• **WRITTEN REQUEST**:
Copy the items from the line containing "Pin the terracotta" through the line containing "(1166, 210)", both included, keeping every line. Offset the answer coordinates by adding -95 to each number.

• **INPUT RECORDS**:
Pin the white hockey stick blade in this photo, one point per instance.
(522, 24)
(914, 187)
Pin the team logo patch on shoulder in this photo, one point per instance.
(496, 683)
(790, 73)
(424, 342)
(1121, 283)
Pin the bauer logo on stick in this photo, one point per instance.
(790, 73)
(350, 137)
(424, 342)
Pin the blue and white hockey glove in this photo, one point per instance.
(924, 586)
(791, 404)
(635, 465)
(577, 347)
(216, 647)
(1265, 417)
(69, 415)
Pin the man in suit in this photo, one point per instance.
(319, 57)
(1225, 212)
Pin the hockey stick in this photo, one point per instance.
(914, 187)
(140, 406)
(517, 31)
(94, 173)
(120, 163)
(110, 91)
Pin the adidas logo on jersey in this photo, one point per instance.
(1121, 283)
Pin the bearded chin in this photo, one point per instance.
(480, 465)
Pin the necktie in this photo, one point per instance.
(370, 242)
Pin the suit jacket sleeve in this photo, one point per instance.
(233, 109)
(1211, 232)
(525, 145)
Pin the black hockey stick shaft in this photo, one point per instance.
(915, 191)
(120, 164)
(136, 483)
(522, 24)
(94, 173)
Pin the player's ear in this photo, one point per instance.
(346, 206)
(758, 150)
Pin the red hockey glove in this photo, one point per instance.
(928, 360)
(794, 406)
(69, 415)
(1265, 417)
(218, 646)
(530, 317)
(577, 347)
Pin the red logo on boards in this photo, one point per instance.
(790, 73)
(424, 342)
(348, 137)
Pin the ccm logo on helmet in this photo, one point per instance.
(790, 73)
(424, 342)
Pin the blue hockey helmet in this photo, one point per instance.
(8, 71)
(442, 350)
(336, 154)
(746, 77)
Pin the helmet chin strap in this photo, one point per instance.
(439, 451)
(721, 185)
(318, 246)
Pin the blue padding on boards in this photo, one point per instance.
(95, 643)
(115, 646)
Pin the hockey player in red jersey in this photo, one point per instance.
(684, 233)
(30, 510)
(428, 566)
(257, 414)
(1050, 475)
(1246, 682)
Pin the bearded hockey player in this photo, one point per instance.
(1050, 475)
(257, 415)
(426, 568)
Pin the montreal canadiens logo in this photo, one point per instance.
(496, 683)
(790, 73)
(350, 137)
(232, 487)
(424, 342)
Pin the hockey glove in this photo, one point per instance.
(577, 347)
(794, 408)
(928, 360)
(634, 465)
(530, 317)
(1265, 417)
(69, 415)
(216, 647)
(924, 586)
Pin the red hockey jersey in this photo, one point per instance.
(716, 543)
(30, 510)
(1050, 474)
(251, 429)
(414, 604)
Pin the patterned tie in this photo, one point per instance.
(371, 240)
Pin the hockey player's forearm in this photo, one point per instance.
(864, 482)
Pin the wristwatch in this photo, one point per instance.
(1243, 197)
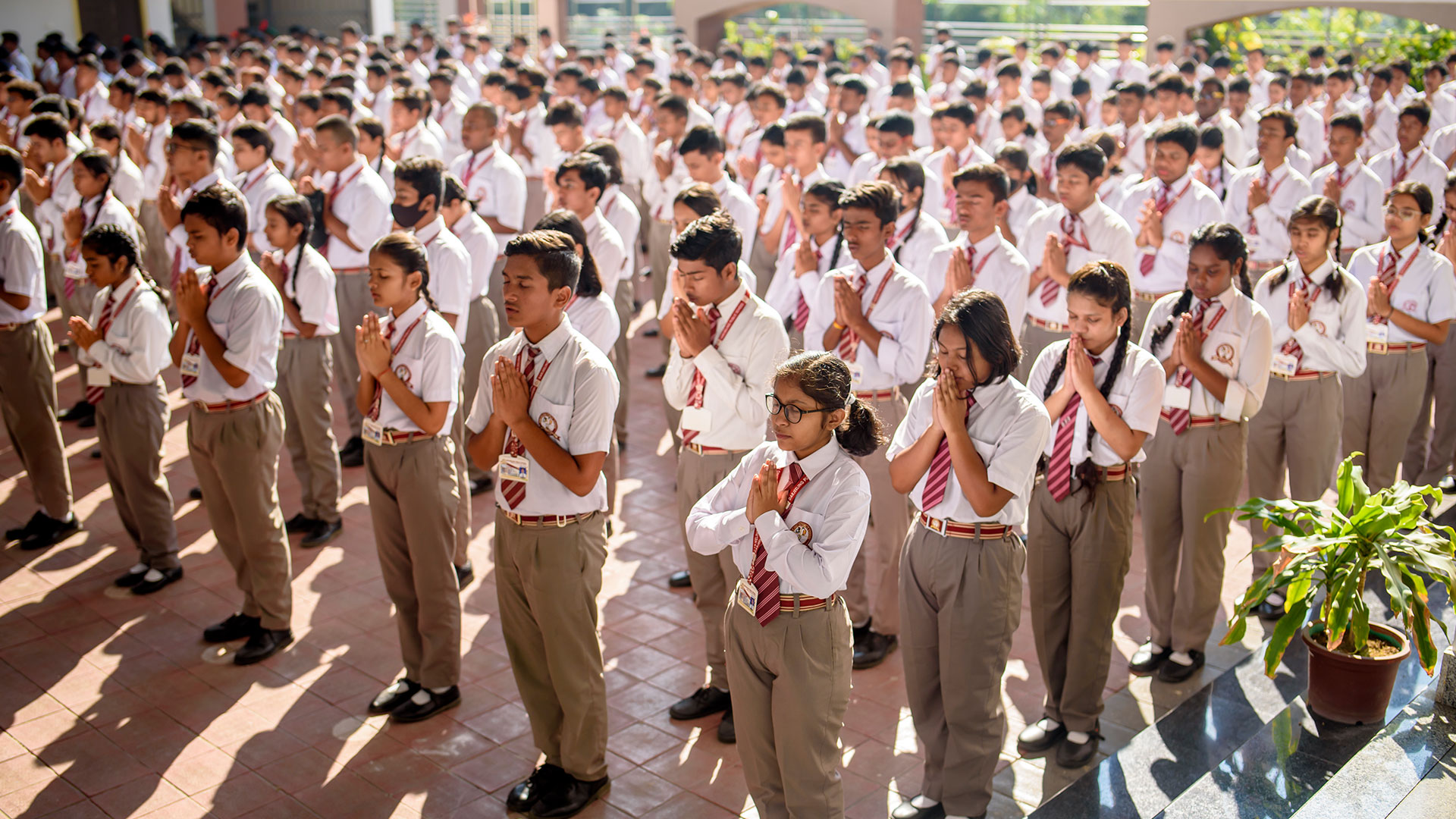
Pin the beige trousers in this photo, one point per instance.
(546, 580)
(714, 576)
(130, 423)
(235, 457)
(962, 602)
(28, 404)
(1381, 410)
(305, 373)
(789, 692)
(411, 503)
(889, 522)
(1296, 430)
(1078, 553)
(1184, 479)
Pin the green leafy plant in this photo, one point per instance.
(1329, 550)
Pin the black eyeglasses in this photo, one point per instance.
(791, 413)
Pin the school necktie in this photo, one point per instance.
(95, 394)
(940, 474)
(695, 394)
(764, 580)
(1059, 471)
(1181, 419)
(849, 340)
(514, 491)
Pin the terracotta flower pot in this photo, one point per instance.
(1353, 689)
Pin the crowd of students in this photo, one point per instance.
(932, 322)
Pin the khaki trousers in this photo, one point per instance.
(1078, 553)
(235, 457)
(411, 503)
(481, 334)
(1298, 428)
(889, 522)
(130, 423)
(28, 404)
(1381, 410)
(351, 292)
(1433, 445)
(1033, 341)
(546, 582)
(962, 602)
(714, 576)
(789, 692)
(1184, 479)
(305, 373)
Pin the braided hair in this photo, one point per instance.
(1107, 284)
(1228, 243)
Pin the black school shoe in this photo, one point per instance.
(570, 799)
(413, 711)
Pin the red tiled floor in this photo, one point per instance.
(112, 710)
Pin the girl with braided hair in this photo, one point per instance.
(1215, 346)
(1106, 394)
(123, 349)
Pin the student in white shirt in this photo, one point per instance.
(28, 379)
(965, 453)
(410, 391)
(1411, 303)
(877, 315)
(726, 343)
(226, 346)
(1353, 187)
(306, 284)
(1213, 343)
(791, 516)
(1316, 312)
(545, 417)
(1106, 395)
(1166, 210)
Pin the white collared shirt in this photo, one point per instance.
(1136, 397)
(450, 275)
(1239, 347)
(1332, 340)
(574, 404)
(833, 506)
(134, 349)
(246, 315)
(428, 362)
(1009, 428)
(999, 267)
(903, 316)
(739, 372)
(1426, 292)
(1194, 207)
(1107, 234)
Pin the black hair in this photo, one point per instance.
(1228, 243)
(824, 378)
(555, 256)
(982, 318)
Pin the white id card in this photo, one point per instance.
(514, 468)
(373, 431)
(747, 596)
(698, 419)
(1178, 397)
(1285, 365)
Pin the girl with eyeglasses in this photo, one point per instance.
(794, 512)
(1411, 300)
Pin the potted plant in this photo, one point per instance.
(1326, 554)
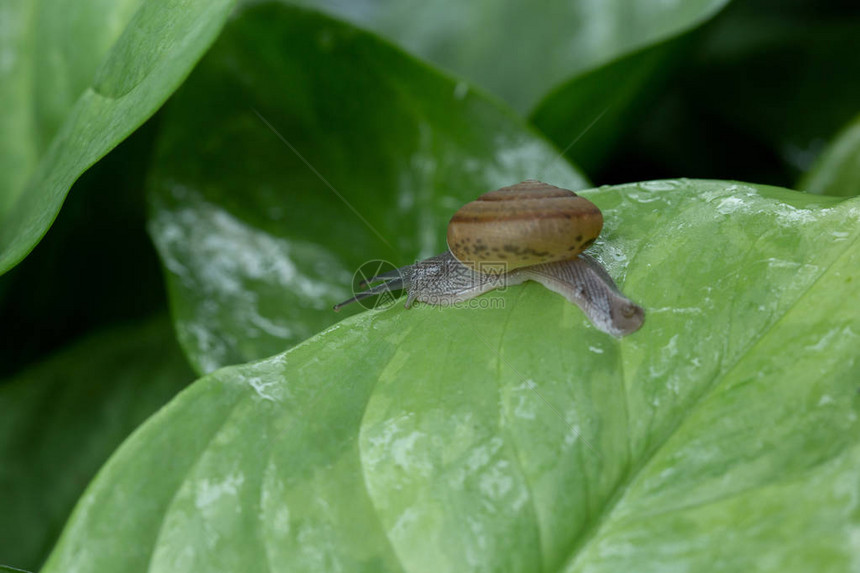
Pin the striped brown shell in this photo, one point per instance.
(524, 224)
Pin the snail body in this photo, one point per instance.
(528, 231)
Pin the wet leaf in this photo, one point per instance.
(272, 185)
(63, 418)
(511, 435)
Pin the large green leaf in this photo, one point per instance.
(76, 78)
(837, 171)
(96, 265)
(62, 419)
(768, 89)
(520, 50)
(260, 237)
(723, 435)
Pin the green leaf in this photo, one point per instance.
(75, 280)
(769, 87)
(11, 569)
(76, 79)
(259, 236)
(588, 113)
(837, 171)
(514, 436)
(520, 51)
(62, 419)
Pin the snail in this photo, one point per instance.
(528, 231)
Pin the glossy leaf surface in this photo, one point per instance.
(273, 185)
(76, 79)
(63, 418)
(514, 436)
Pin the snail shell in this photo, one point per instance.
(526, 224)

• **TASK OUTPUT**:
Pin the terracotta flower pot in this photo, one point per instance.
(1258, 594)
Pin the crowd of students in this photo, one point per instance.
(837, 227)
Pin the khaki trousers in this photo, one point per instance.
(983, 458)
(140, 362)
(316, 408)
(386, 239)
(1203, 333)
(794, 427)
(35, 328)
(-67, 309)
(1286, 315)
(256, 197)
(1338, 350)
(938, 246)
(451, 487)
(867, 507)
(619, 481)
(694, 597)
(1089, 384)
(210, 278)
Pin the braided hair in this photo, one point per instance.
(1012, 189)
(1133, 148)
Pin the black school shoe in this photo, one point per instance.
(475, 704)
(318, 616)
Pin the red tiled floor in this photo, one point per instance.
(17, 615)
Pin the girl with braided hair in this photo, one point per instance.
(1120, 251)
(1011, 299)
(28, 254)
Pin the student in white shirt in this photo, one point per instance.
(-67, 284)
(870, 358)
(315, 296)
(1316, 208)
(782, 220)
(631, 248)
(131, 251)
(1258, 92)
(211, 189)
(1118, 248)
(696, 421)
(1221, 217)
(450, 322)
(1011, 300)
(1071, 115)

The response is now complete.